◆ Work item: Copy the records below without altering a single word.

◆ Referring expression pointing data:

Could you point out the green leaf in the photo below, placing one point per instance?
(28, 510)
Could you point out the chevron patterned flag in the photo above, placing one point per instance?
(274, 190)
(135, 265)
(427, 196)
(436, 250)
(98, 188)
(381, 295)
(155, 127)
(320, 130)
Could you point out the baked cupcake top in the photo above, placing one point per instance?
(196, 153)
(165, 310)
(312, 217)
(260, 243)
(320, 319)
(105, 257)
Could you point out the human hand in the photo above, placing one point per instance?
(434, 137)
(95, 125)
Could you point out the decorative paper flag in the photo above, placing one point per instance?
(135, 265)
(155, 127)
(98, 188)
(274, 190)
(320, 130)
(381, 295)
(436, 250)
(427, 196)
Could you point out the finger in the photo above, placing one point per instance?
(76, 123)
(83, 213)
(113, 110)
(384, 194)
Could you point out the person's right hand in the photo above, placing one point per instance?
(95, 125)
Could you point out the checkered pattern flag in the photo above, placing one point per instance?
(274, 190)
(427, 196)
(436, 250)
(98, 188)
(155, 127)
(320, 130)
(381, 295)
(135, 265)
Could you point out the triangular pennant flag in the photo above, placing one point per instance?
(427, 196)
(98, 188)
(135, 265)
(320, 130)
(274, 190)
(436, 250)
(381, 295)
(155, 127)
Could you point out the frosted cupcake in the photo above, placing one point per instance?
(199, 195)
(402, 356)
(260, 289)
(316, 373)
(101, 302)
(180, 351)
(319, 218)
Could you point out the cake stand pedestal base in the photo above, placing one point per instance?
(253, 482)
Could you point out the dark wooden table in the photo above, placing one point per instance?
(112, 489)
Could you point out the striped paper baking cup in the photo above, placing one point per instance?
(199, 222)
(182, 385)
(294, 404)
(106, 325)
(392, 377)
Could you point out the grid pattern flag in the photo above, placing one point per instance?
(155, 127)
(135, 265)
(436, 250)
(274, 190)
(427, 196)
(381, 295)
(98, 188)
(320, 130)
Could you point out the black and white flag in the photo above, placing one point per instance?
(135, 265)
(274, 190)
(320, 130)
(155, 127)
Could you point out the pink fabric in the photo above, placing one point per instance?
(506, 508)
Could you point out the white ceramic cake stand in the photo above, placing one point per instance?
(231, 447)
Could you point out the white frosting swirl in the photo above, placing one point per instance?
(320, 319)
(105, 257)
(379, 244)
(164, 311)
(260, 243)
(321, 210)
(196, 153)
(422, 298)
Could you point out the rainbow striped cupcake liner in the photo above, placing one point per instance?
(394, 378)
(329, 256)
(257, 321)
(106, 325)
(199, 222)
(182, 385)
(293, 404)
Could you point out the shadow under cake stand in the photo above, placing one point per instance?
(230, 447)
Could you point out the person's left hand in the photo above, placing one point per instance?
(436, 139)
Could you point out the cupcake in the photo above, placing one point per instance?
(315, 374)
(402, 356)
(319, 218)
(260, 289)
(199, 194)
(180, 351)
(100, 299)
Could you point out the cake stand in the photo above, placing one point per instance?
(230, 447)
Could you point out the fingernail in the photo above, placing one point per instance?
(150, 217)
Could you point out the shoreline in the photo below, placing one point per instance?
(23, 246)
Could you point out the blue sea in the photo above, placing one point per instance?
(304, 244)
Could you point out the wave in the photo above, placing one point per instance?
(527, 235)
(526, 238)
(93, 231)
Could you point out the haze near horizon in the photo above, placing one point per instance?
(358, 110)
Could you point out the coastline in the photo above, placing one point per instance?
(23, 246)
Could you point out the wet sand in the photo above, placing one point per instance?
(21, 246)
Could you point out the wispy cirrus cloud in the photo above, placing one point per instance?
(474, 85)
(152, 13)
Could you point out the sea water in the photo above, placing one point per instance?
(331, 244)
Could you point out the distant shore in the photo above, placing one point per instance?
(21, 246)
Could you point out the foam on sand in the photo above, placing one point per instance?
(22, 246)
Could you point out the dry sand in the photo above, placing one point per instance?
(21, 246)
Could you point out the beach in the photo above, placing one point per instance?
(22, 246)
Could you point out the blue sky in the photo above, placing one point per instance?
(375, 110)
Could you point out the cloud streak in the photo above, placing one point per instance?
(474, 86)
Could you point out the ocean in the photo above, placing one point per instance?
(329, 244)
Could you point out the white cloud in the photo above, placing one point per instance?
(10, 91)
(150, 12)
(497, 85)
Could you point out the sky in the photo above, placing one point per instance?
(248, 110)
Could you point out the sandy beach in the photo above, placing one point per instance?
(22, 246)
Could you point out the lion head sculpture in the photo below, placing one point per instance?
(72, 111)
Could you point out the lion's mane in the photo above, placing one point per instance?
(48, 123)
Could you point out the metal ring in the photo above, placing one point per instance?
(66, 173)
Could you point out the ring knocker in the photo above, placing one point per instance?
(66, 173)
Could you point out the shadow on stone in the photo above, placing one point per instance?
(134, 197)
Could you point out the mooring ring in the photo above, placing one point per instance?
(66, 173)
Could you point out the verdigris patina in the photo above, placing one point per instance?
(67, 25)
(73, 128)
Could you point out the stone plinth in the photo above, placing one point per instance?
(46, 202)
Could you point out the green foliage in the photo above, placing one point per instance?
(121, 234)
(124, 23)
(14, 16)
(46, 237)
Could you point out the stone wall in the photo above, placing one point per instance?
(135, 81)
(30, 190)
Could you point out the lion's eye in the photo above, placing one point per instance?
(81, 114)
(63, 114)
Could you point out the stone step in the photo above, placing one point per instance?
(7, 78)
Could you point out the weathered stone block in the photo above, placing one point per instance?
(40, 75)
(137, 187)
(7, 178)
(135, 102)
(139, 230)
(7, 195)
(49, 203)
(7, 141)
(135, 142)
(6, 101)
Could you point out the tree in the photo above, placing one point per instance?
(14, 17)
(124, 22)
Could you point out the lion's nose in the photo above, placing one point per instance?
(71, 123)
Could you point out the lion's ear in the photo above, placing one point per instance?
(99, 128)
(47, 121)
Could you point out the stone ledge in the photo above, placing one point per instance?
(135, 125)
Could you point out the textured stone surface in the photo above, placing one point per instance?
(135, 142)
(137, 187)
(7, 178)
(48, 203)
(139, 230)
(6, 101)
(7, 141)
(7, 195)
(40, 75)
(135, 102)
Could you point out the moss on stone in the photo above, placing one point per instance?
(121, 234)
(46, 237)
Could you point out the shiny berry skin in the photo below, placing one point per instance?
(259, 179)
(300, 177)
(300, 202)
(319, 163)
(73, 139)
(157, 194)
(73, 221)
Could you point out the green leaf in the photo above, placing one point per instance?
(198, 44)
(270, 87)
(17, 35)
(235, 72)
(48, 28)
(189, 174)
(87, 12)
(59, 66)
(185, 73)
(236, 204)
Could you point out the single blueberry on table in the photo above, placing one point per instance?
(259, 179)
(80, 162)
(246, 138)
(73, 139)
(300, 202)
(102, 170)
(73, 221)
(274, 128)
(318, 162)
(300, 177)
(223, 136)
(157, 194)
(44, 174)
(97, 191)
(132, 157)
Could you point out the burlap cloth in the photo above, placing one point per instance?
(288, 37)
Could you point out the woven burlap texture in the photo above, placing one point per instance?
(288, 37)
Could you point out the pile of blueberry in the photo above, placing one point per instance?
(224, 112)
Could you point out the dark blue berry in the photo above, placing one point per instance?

◆ Answer to this exercise:
Could you point out the green leaf in the photo below, placing one point per instance?
(28, 510)
Could you point out the chevron patterned flag in the photo above, placing one point per instance?
(274, 190)
(135, 265)
(427, 196)
(436, 250)
(98, 188)
(381, 295)
(155, 127)
(320, 130)
Could you point out the baked cupcake top in the photo above, placing one point per instance?
(196, 153)
(165, 310)
(312, 217)
(260, 243)
(320, 319)
(105, 257)
Could you point out the human hand in the photo above, placing one point per instance?
(434, 137)
(95, 125)
Could you point out the decorative paper flag in the photo above, placing one point per instance?
(135, 265)
(155, 127)
(98, 188)
(274, 190)
(320, 130)
(381, 295)
(436, 250)
(427, 196)
Could you point out the finger in the photo above, placing one point per instance?
(76, 123)
(83, 213)
(113, 110)
(384, 194)
Could you point out the person's right hand in the photo above, placing one point per instance?
(95, 125)
Could you point out the checkered pattern flag in the photo above, placing one point per instance?
(274, 190)
(427, 196)
(436, 250)
(98, 188)
(155, 127)
(320, 130)
(381, 295)
(135, 265)
Could you point out the triangular pennant flag in the photo above, placing one point per instance?
(427, 196)
(98, 188)
(135, 265)
(320, 130)
(274, 190)
(436, 250)
(381, 295)
(155, 127)
Could you point out the frosted cupcake in the photo above, placing one point per instance?
(199, 195)
(402, 356)
(260, 289)
(316, 373)
(101, 302)
(180, 351)
(319, 218)
Could you point out the cake stand pedestal base in the photo above, placing one point per instance?
(253, 482)
Could you point out the dark wooden table in the photo above, placing one point per instance?
(112, 489)
Could you point out the striped paper baking cup in the photo above, placing one point per instance?
(199, 222)
(182, 385)
(294, 404)
(106, 325)
(392, 377)
Could you point out the grid pattern flag in the photo above, placing one point per instance?
(155, 127)
(135, 265)
(436, 250)
(274, 190)
(427, 196)
(381, 295)
(98, 188)
(320, 130)
Could you point out the black and white flag in the photo above, placing one point per instance?
(135, 265)
(274, 190)
(320, 130)
(155, 127)
Could you point out the pink fabric in the photo above, placing one point per instance?
(506, 508)
Could you point out the white ceramic cake stand in the photo above, placing one point per instance?
(231, 447)
Could you point out the white frosting swirl in the photo above, placing one point per instance?
(320, 319)
(105, 257)
(379, 244)
(164, 311)
(260, 243)
(321, 210)
(196, 153)
(422, 298)
Could you point out the rainbow striped cupcake liner in the photo above, placing one point per instance?
(394, 378)
(329, 256)
(257, 321)
(106, 325)
(199, 222)
(182, 385)
(293, 404)
Could you point out the shadow under cake stand in the photo above, placing one point per instance?
(230, 447)
Could you point out the person's left hand in the photo above, placing one point per instance?
(436, 139)
Could you point out the cupcake in the photo above, placing one point per instance?
(315, 374)
(402, 356)
(319, 218)
(260, 289)
(199, 194)
(180, 351)
(100, 299)
Could you point out the cake stand in the photo above, placing one point per instance?
(230, 447)
Could you point out the fingernail in the photo above, placing one point per instance?
(150, 217)
Could you point out the shoreline in the photo below, placing one point per instance?
(23, 246)
Could you point out the blue sea in the photo above, placing one point per instance?
(304, 244)
Could you point out the wave in the photo above, placing one point per instance?
(527, 235)
(526, 238)
(93, 231)
Could you point out the haze near horizon in the photo above, placing one point per instance?
(358, 110)
Could you point out the coastline in the photo above, placing one point per instance?
(23, 246)
Could you point out the wet sand in the photo above, placing one point per instance?
(21, 246)
Could you point out the wispy cirrus cloud in the photo above, placing one point per instance?
(474, 85)
(152, 13)
Could you point out the sea water in the photo above, placing one point per instance?
(331, 244)
Could you point out the distant shore in the photo above, placing one point per instance?
(21, 246)
Could you point out the foam on sand in the photo above, placing one point per instance?
(22, 246)
Could you point out the dry sand in the photo above, placing one point per instance?
(21, 246)
Could you point out the beach in the photo above, placing one point per instance?
(22, 246)
Could you point out the blue sky in the photo above, placing one point per instance?
(375, 110)
Could you point out the cloud streak in the photo above, placing one point per instance?
(474, 86)
Could you point out the ocean in the photo above, placing one point per instance?
(329, 244)
Could you point out the white cloud in the photo above, placing one point per instance?
(10, 91)
(150, 12)
(497, 85)
Could you point out the sky in the photo above, placing one point per instance?
(248, 110)
Could you point out the sandy beach in the photo above, placing one point per instance?
(22, 246)
Could you point out the lion head sculpture in the photo below, placing one point per instance?
(72, 111)
Could you point out the lion's mane in the photo above, placing one point per instance?
(48, 123)
Could you point out the metal ring in the photo above, placing one point per instance?
(66, 173)
Could you point out the ring knocker in the photo above, placing one point per instance?
(66, 173)
Could you point out the shadow on stone in the photo above, placing one point per instance?
(134, 197)
Could you point out the mooring ring in the photo above, placing one point per instance?
(66, 173)
Could you point out the verdigris patina in the photo above, placing one point per instance?
(67, 25)
(73, 128)
Could you point out the stone plinth in the photo above, placing one point per instance?
(46, 202)
Could you point out the green foliage in the photo above, placing one point per instance?
(121, 234)
(124, 23)
(14, 16)
(46, 237)
Could you point out the stone wall in the photo above, placing one point per instance?
(135, 81)
(30, 190)
Could you point out the lion's eye in the photo above, placing one point per instance?
(81, 114)
(63, 114)
Could you point out the stone step in the photo above, placing one point per instance?
(7, 78)
Could you point out the weathered stone block in the photo above, placing one point per instance?
(40, 75)
(137, 187)
(7, 178)
(135, 102)
(139, 230)
(7, 195)
(49, 203)
(7, 141)
(135, 142)
(6, 101)
Could you point out the tree in the photo above, placing one point per instance?
(14, 17)
(124, 22)
Could you point out the lion's nose in the photo above, placing one point per instance?
(71, 123)
Could you point out the lion's ear in the photo above, placing one point per instance?
(99, 128)
(47, 121)
Could you point out the stone ledge in the photo above, placing one point per instance?
(135, 125)
Could you point out the textured stone surface in the photo above, placing one point per instance?
(135, 142)
(137, 187)
(7, 178)
(48, 203)
(139, 230)
(6, 101)
(7, 141)
(7, 195)
(40, 75)
(135, 102)
Could you point out the moss on stone in the photo above, placing one point per instance?
(121, 234)
(46, 237)
Could you point out the shiny berry skin in the photo below, placing one point per instance?
(259, 179)
(300, 177)
(300, 202)
(319, 163)
(73, 139)
(157, 194)
(73, 221)
Could you point out the green leaf in the photo above, placing one point per instance?
(198, 44)
(270, 87)
(17, 35)
(235, 72)
(48, 28)
(189, 174)
(87, 12)
(59, 66)
(185, 73)
(236, 204)
Could you point out the single blueberry on table in the photo above, placing one point per instance?
(259, 179)
(80, 162)
(246, 138)
(73, 139)
(300, 202)
(102, 170)
(73, 221)
(274, 128)
(318, 162)
(300, 177)
(223, 136)
(157, 194)
(44, 174)
(97, 191)
(132, 157)
Could you point out the burlap cloth in the photo above, placing one point per instance?
(288, 37)
Could you point out the woven burlap texture in the photo above, placing one point per instance?
(288, 37)
Could you point out the pile of blueberry in the photo above, placing one point per instance?
(224, 112)
Could you point out the dark blue berry in the photo above, placing one point per instance?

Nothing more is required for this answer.